Задания:
- A) Перепишите записи без изменений: всё от самого начала записей до строки с «x=575 y=384» включительно.
- B) Продолжите отрывок о марше вдоль Днепра и атаке мотоциклистов, начиная сразу после его последнего предложения.

Отрывок:

※

Книга: Война на Востоке. Дневник командира моторизованной роты. 1941—1945
Назад: Там же, 13 августа 1941 года
Дальше: Днепропетровский мост

В районе села Николаевка, 16 августа 1941 года

Наконец-то мы снова были на марше и продвигались вдоль Днепра в юго-восточном направлении. Русские ожесточенно сопротивлялись, искусно минируя дороги. Поэтому перед началом движения саперам частенько приходилось их разминировать.

Внезапно прозвучала команда:

– Стой!

Оказалось, что перед головой колонны появились подразделения русского охранения. Однако гауптман Кочиус решил не терять времени и расчистить дорогу, бросив на противника стрелков-мотоциклистов, так как местность этому благоприятствовала. По его приказу мотоциклетные взводы и отделения построились в боевой порядок и помчались на неприятеля.

В наших ушах свистел встречный ветер, а в воздухе завывали снаряды. Я установил на коляске пулемет и, несмотря на ужасную тряску, пытался время от времени дать очередь по противнику. Мы приближались к нему все ближе и ближе, а неприятельский огонь становился все сильнее и сильнее. Стало ясно, что наши разведывательные группы недооценили численность врага.

※

Исходные данные:

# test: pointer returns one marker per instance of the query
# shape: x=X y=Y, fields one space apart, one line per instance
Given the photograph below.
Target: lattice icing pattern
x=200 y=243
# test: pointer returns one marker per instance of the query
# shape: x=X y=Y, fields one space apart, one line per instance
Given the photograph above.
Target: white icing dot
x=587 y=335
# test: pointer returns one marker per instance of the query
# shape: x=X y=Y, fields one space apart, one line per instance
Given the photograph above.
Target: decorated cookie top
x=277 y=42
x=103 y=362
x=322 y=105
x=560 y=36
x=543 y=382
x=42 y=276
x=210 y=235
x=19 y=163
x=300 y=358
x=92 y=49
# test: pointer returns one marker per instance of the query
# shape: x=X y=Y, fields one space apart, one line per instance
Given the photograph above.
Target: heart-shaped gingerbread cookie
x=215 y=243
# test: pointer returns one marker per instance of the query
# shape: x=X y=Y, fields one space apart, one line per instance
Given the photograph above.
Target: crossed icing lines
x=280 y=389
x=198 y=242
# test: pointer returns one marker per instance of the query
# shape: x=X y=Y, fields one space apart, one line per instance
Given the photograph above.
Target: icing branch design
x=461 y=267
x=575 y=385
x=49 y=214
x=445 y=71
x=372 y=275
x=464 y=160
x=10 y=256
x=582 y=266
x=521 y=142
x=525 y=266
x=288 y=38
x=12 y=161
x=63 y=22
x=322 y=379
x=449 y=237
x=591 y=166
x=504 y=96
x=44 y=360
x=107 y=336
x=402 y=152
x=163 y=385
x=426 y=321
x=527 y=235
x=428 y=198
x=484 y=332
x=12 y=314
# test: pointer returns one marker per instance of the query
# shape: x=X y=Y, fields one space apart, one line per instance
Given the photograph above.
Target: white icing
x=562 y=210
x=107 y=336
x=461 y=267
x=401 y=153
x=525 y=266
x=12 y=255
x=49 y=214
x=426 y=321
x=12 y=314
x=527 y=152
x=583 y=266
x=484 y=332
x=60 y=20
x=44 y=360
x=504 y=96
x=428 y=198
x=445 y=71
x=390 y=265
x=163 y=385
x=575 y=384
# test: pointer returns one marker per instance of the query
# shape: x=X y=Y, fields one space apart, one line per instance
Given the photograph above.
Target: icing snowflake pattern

※

Ответы:
- A)
# test: pointer returns one marker per instance of the query
# shape: x=X y=Y, fields one space apart, one line per instance
Given the photograph below.
Target: lattice icing pattern
x=200 y=243
# test: pointer returns one marker per instance of the query
# shape: x=X y=Y, fields one space apart, one line per instance
Given the photograph above.
Target: white icing dot
x=587 y=335
# test: pointer returns one marker per instance of the query
# shape: x=X y=Y, fields one space apart, one line per instance
Given the photograph above.
Target: decorated cookie top
x=277 y=42
x=103 y=362
x=322 y=105
x=560 y=36
x=543 y=382
x=42 y=276
x=210 y=235
x=19 y=163
x=300 y=358
x=92 y=49
# test: pointer returns one marker per instance of the query
# shape: x=X y=Y, fields one space apart, one line per instance
Given the photograph above.
Target: heart-shaped gingerbread cookie
x=215 y=243
# test: pointer returns one marker per instance of the query
# shape: x=X y=Y, fields one space apart, one line per instance
Given the photograph above.
Target: crossed icing lines
x=280 y=389
x=198 y=242
# test: pointer returns one marker per instance of the query
# shape: x=X y=Y, fields one space apart, one line per instance
Given the photograph above.
Target: icing branch design
x=461 y=267
x=575 y=385
x=49 y=214
x=445 y=71
x=372 y=275
x=464 y=160
x=10 y=256
x=582 y=266
x=521 y=142
x=525 y=266
x=288 y=38
x=12 y=161
x=63 y=22
x=322 y=379
x=449 y=237
x=591 y=166
x=504 y=96
x=44 y=360
x=107 y=336
x=402 y=152
x=163 y=385
x=426 y=321
x=527 y=235
x=428 y=198
x=484 y=332
x=12 y=314
# test: pointer returns one marker per instance of the query
# shape: x=X y=Y, fields one space apart, one line per instance
Given the photograph above.
Target: white icing
x=562 y=210
x=107 y=336
x=461 y=267
x=401 y=153
x=525 y=266
x=12 y=255
x=49 y=214
x=426 y=321
x=12 y=314
x=527 y=152
x=583 y=266
x=484 y=332
x=60 y=20
x=44 y=360
x=504 y=96
x=428 y=198
x=445 y=71
x=390 y=265
x=163 y=385
x=575 y=384

- B)
Я освободил пулемет из крепления, взял его в правую руку и по-женски уселся на коляску. В трехстах метрах от неприятеля наши водители заложили крутой левый вираж, и меня, как на учениях, центробежной силой вынесло в сторону. Несмотря на неприятный удар пулеметом по ребрам, приземление в целом прошло удачно. Антек тоже приземлился благополучно и пополз ко мне по-пластунски. Я же открыл огонь, прикрывая отход мотоциклов, поскольку это был самый опасный момент. В результате все окончилось благополучно – мы не потеряли ни одной машины.

Первая часть атаки проходила согласно плану, однако противнику вскоре удалось опомниться от неожиданности – когда третий взвод попытался под огневым прикрытием остальных взводов броситься вперед, то попал под такой убийственный неприятельский огонь, что вынужден был залечь, понеся большие потери. Командиру роты ничего не оставалось, как отдать приказ:

– Окопаться!

Весь день рота пролежала как приколотая под нестерпимо жаркими лучами солнца. Русские непрерывно плевались из своих проклятых минометов. Казалось, что эти дьявольские штуки притащил с собой каждый третий из них. Мы же открывали ответный огонь только тогда, когда иваны начинали передвигаться на высоте слишком нахально. Вдобавок к минометному обстрелу и нестерпимой жаре добавились и русские истребители, которые подобно шершням то и дело появлялись в небе, ведя ураганный огонь по наземным целям. Всех, особенно раненых, мучила жажда, и мы едва дождались темноты, когда нас отвели назад.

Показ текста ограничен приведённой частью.